* **Problem statement**: Repeat the data precisely as given.

════════

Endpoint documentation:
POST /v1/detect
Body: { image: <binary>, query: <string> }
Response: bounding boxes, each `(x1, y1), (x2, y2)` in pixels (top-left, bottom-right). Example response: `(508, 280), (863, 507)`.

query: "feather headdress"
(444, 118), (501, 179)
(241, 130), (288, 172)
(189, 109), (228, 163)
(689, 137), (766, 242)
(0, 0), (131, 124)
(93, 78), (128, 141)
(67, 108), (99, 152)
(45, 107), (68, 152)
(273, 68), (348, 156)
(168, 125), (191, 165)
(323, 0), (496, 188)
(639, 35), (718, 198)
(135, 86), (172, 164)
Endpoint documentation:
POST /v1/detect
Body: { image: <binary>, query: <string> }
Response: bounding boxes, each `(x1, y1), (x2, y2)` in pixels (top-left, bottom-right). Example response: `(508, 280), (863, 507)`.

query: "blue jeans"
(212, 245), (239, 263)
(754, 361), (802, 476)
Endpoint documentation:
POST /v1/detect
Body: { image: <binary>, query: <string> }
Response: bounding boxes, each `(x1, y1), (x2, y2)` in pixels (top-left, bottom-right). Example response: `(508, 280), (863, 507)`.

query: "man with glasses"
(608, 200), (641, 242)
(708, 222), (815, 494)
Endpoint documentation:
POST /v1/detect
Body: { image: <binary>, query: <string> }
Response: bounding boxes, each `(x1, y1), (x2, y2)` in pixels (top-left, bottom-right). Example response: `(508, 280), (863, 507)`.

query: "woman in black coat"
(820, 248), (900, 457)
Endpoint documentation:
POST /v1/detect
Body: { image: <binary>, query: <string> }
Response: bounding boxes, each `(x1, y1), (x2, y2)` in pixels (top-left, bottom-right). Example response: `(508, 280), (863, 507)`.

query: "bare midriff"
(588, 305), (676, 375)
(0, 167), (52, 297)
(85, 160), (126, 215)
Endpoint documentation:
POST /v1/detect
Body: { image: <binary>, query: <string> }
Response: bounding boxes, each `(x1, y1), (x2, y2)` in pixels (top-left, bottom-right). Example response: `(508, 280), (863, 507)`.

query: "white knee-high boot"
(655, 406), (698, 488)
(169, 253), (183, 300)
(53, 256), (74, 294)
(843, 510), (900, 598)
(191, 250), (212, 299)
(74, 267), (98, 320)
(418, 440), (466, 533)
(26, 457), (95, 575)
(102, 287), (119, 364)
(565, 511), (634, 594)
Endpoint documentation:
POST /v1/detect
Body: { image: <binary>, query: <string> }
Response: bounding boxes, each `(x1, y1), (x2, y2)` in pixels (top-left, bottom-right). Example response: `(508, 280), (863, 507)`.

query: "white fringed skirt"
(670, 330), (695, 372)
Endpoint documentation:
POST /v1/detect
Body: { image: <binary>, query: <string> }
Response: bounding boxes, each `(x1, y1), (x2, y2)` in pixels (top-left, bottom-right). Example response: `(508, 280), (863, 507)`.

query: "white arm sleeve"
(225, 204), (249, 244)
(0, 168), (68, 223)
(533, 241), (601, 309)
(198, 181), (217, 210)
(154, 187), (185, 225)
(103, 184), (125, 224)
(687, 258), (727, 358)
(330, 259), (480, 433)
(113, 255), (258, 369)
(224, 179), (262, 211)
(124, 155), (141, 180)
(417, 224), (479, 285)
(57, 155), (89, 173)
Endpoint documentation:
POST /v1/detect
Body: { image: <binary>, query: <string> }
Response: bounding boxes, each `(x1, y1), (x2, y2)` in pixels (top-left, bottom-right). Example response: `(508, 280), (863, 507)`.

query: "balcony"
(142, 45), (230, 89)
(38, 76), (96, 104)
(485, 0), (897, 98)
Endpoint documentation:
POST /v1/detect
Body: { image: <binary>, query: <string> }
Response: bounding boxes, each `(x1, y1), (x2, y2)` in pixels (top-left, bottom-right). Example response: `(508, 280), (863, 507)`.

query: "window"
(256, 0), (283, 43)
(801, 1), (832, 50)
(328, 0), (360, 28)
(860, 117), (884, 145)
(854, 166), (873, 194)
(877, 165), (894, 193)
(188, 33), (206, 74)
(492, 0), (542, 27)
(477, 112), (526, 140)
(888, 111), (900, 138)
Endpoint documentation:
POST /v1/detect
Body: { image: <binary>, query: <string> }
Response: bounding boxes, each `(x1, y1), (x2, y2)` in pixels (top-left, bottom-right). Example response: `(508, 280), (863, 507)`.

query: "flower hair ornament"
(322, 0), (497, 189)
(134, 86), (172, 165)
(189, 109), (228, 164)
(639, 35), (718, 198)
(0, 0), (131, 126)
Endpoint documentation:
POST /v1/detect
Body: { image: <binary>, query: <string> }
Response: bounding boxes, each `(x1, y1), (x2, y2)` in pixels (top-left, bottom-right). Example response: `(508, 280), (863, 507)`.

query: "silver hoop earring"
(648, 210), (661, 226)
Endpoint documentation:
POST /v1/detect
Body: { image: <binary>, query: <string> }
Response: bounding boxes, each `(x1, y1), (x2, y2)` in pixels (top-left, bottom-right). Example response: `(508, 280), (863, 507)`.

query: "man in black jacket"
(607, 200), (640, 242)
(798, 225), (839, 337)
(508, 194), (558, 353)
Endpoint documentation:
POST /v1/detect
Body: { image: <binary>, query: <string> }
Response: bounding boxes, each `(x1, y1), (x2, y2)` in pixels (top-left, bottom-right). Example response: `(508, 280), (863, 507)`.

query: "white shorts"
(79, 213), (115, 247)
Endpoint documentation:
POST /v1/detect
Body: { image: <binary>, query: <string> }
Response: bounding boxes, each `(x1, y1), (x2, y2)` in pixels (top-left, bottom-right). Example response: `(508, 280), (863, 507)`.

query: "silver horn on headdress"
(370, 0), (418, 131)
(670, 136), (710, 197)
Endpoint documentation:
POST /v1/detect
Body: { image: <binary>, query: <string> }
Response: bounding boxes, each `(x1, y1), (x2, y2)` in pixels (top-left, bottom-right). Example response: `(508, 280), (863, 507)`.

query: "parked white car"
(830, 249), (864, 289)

════════

* **Solution for this task**:
Endpoint documentation:
POST /v1/detect
Body: { image: <binary>, query: <string> }
Response: bounding boxes, each `(x1, y1), (x2, y2)` in pixels (top-left, bottom-right). Example response: `(508, 280), (863, 507)`.

query: "feather headdress"
(444, 118), (501, 179)
(241, 130), (288, 172)
(189, 109), (228, 163)
(689, 137), (766, 242)
(0, 0), (131, 124)
(93, 78), (128, 141)
(67, 108), (99, 152)
(45, 107), (68, 152)
(273, 68), (348, 156)
(168, 125), (191, 165)
(323, 0), (496, 188)
(639, 35), (718, 198)
(135, 86), (172, 164)
Endpoint documentation:
POST /v1/detect
Body: { image: <binary>, query: <string> }
Response: bounding boxes, each `(x1, y1), (x2, y2)` in pixels (top-left, bottom-right). Example response: `(508, 280), (863, 507)`.

query: "blue jeans"
(212, 245), (239, 263)
(754, 361), (802, 476)
Endpoint documentation:
POST /v1/detect
Body: { image: <binary>, query: <string> }
Response: bounding boxes, each `(x1, y1), (x2, y2)` in pixels (top-left, bottom-right). Example response: `(508, 280), (863, 507)`.

query: "man with glasses"
(608, 200), (641, 242)
(708, 222), (815, 494)
Endpoint documentation:
POST /v1/detect
Body: { image: <binary>, query: <string> }
Response: bounding boxes, each `(x1, y1), (x2, y2)` in pixels (top-left, bottom-right). Example response: `(508, 280), (863, 507)`.

query: "woman in black coat"
(820, 248), (900, 457)
Endpoint documentation:
POST /v1/detect
Body: { image: <binary>, query: <string> }
Response: bounding boxes, each `(x1, y1), (x2, y2)` in pixels (top-left, bottom-right). Example response: `(508, 280), (863, 507)`.

query: "bare midriff"
(588, 305), (676, 375)
(0, 167), (52, 297)
(85, 160), (126, 215)
Endpoint documentation:
POST /v1/detect
Body: { image: <binary>, query: <string> }
Response: bounding boxes, each `(x1, y1), (x2, y2)` in pixels (top-left, bottom-right). Example response: `(508, 280), (863, 507)`.

query: "white knee-high boot"
(655, 406), (698, 488)
(169, 253), (183, 300)
(53, 256), (74, 294)
(843, 510), (900, 598)
(191, 250), (212, 299)
(74, 267), (98, 320)
(418, 440), (466, 533)
(26, 457), (95, 575)
(102, 287), (119, 364)
(565, 511), (634, 594)
Endpoint documentation:
POST /v1/detect
Body: { image: <binary>, query: <string> }
Response: bounding boxes, each `(x1, y1), (x2, y2)` in pixels (top-left, bottom-right). Example response: `(508, 280), (863, 507)`.

query: "white fringed skirt"
(670, 330), (695, 372)
Endpoint documentation:
POST /v1/detect
Body: { image: <binary>, query: <string> }
Response: bounding boxes, each `(x1, y1), (x2, y2)` in pixels (top-left, bottom-right). Example response: `(508, 280), (863, 507)`.

query: "white arm sleeve"
(225, 204), (249, 244)
(0, 168), (68, 223)
(533, 241), (601, 309)
(198, 181), (217, 210)
(154, 187), (185, 225)
(103, 184), (125, 224)
(687, 258), (727, 358)
(330, 259), (480, 433)
(113, 255), (258, 369)
(224, 179), (262, 211)
(124, 155), (141, 180)
(417, 224), (479, 285)
(57, 155), (89, 173)
Endpoint documentation:
POST /v1/detect
Body: { image: <binary>, query: <string> }
Response: bounding boxes, each `(x1, y1), (x2, y2)` in pixels (top-left, bottom-right). Example response: `(508, 280), (863, 507)`.

query: "balcony"
(142, 45), (230, 89)
(38, 76), (96, 104)
(485, 0), (897, 98)
Endpoint documentation:
POST /v1/detect
Body: { image: <binary>, query: <string> }
Response: bounding boxes, each `(x1, y1), (x2, y2)` in pixels (top-left, bottom-right). Example response: `(508, 280), (863, 507)`.

query: "window"
(256, 0), (283, 43)
(801, 1), (832, 50)
(328, 0), (360, 28)
(860, 117), (884, 145)
(854, 166), (873, 194)
(877, 165), (894, 193)
(188, 33), (206, 74)
(492, 0), (542, 27)
(477, 112), (526, 140)
(888, 111), (900, 138)
Endpoint documentation:
POST /v1/detect
Body: { image: <binary>, query: <string> }
Response: bounding boxes, each `(x1, y1), (x2, y2)` in pixels (top-left, bottom-right). Example response: `(508, 280), (863, 507)`.

query: "flower hair ornament"
(322, 0), (497, 189)
(134, 86), (172, 165)
(189, 109), (228, 164)
(639, 35), (718, 198)
(0, 0), (131, 126)
Endpoint documentation:
POST /v1/detect
Body: { image: <binary>, query: <string> }
Response: bounding boxes, each `(x1, y1), (x2, y2)` in pixels (top-left, bottom-right). Example response: `(508, 280), (863, 507)`.

query: "silver hoop earring"
(648, 210), (661, 226)
Endpoint documentation:
POST /v1/detect
Body: { image: <binary>, query: <string> }
Response: bounding boxes, each `(x1, y1), (x2, y2)` in pixels (top-left, bottom-right). Example response: `(508, 280), (863, 507)`.

query: "man in black jacket"
(607, 200), (640, 242)
(798, 225), (839, 337)
(508, 194), (558, 353)
Endpoint documentation:
POST /v1/detect
Body: { image: <binary>, query: <string> }
Response: bounding boxes, each `(x1, y1), (x2, y2)` in pixels (top-left, bottom-right). Example response: `(508, 280), (863, 507)`.

query: "white shorts"
(79, 213), (115, 247)
Endpoint documentation:
POST /v1/detect
Body: { image: <binary>, query: <string> }
Response: bounding boxes, each `(x1, y1), (x2, y2)` in pixels (top-left, bottom-right). Example response: `(508, 280), (863, 507)`.

query: "silver horn on headdress"
(370, 0), (418, 131)
(670, 136), (710, 197)
Endpoint documentation:
POST /v1/detect
Body: { image: <binary>, query: <string> }
Response: bounding boxes, each `(x1, y1), (x2, y2)` in pixels (top-left, bottom-right). Example response: `(508, 280), (863, 507)`.

query: "parked white car"
(830, 249), (864, 289)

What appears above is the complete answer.